> _Problem requirements_: Say how many of the lines below include the word "checker". Only the number should be given.

> _Task data_:
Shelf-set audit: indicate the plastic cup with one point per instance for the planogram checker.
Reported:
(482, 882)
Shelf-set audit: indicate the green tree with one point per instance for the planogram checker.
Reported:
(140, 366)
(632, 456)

> _Your response_: 2